• **Source data**:
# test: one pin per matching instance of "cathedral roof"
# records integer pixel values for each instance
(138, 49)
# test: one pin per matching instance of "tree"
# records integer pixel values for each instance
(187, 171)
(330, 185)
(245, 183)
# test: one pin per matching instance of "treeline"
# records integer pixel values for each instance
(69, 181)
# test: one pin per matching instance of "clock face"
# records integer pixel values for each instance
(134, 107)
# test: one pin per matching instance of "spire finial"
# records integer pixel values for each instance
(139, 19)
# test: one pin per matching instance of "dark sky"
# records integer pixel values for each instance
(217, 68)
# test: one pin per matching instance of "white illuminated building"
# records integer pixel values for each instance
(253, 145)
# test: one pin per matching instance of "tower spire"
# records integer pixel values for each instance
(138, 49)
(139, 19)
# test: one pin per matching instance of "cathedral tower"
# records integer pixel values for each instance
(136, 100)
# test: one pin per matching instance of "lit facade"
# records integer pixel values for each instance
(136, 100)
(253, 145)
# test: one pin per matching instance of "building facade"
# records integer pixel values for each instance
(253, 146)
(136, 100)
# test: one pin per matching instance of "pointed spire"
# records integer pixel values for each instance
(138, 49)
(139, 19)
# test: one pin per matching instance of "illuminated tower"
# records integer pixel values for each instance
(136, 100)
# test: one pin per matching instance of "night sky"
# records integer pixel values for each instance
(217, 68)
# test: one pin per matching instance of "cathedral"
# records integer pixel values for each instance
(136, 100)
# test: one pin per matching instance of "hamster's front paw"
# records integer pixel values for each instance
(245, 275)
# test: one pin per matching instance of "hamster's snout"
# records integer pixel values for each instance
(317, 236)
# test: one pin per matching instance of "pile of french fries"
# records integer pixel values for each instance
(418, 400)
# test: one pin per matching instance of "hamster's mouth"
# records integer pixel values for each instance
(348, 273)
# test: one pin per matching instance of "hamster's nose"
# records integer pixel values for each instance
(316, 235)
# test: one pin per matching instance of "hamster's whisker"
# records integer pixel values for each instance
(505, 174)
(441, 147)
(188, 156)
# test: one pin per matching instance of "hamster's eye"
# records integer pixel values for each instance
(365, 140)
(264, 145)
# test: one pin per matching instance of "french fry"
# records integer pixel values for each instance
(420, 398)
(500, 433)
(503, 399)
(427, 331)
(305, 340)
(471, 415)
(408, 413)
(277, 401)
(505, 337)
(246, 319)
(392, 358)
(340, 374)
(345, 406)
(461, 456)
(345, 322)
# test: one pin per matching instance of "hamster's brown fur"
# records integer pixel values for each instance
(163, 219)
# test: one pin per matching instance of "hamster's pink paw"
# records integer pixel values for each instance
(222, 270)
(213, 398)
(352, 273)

• **Your assignment**:
Using the data above, tally each line in which "cathedral" appears and give the number with no other words.

• **Reply to the exercise**:
3